:: Exercise requirements ::
To complete the exercise, write out all the data exactly.

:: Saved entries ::
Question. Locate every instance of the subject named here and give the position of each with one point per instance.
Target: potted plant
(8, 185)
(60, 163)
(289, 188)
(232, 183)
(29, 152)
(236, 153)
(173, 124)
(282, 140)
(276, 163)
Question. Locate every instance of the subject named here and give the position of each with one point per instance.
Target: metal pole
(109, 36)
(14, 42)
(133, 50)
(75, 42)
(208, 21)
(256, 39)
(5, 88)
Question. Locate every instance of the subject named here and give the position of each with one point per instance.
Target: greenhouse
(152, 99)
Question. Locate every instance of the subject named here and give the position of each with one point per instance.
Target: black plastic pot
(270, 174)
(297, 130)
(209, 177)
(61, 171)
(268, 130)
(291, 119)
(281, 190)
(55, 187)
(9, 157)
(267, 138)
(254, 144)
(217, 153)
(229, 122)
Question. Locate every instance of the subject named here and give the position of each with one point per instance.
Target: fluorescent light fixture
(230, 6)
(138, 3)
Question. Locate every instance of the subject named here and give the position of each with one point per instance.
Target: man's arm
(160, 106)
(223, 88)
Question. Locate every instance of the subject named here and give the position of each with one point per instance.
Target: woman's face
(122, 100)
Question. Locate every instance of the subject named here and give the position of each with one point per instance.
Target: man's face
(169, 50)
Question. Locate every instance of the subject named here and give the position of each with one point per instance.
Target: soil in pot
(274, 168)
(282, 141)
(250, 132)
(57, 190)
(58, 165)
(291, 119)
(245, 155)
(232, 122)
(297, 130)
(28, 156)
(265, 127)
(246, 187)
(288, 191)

:: Exercise solution ::
Question. Locate every instance of the subject named here and give the position of each with one point per instance.
Target: potted plant
(8, 185)
(60, 163)
(289, 188)
(232, 183)
(29, 152)
(236, 153)
(173, 124)
(282, 140)
(276, 163)
Question. Locate every instance of the subject named here and give the position of each with one point per instance.
Target: metal pole
(109, 36)
(14, 42)
(133, 50)
(75, 42)
(208, 21)
(256, 39)
(5, 88)
Question. Locate every instance of the subject named here and give the position of each with one point per instance.
Target: greenhouse
(152, 99)
Question. Locate every instance of the subject named here and give the position of each with one point per instance.
Target: black plastic pot
(270, 174)
(297, 130)
(209, 177)
(61, 171)
(268, 130)
(291, 119)
(281, 190)
(55, 187)
(9, 157)
(267, 138)
(254, 144)
(217, 153)
(229, 122)
Question. Locate every instance of the subject named here and give the position of each with one point per instance.
Target: fluorescent light fixture
(230, 6)
(138, 3)
Question. Locate every instance of the subject named here and give the position of each with one point per instance.
Target: man's arm
(160, 106)
(223, 88)
Question. Locate every instance of the subject named here and give the position of each with one point per instance.
Target: woman's face
(122, 100)
Question. Locate every instance of the subject named here and give the position of each with one point per instance.
Target: man's face
(169, 50)
Question. Locate every instance of the subject named here and give the position of each with one point per instance.
Target: soil in pot
(274, 168)
(282, 141)
(250, 132)
(57, 190)
(58, 165)
(291, 119)
(245, 155)
(232, 122)
(297, 130)
(28, 156)
(265, 127)
(246, 187)
(288, 191)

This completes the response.